Requirements:
Reproduce the listing below word for word, starting at the line that contains "Locate the ivy" and continuing through its final line.
********************
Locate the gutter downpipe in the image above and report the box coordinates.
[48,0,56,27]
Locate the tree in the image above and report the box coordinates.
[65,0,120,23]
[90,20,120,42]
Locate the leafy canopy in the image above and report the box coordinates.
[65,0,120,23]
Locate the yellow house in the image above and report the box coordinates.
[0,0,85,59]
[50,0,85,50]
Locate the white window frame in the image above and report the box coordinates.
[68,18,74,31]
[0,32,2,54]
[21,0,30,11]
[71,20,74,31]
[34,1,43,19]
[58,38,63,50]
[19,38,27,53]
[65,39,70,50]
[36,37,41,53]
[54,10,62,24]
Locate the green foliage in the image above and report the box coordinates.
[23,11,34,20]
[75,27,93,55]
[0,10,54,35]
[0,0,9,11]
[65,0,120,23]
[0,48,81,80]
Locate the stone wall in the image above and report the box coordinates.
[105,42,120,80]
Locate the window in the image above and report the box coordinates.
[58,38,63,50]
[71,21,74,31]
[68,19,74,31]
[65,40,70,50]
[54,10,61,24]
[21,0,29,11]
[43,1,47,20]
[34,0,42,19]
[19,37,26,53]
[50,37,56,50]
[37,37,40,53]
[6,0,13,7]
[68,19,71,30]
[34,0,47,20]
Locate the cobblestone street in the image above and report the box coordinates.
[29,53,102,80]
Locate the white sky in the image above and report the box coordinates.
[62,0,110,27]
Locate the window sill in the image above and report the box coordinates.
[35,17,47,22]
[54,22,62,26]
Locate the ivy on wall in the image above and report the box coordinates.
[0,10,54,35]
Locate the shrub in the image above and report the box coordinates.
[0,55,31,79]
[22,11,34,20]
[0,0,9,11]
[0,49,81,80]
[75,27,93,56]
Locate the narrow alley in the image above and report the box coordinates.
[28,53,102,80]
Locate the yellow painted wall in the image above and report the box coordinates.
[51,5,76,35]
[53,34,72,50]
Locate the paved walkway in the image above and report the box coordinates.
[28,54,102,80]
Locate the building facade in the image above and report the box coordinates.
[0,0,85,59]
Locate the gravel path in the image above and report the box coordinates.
********************
Task response:
Locate the ivy on wall in the image above and report the box coordinates.
[0,10,54,35]
Locate the shrub in the image above and report the box coordinates.
[0,55,31,79]
[22,11,34,20]
[0,0,9,11]
[0,49,81,80]
[75,27,93,56]
Locate the narrow alley in the image above and report the box coordinates.
[28,53,102,80]
Locate the yellow painted wall in the image above and report the box coordinates.
[51,5,76,35]
[53,34,72,50]
Locate the paved walkway in the image above and report the box coordinates.
[28,54,102,80]
Locate the building facade in the image above and report the box coordinates.
[0,0,85,59]
Locate the gravel path in the image above and report the box coordinates.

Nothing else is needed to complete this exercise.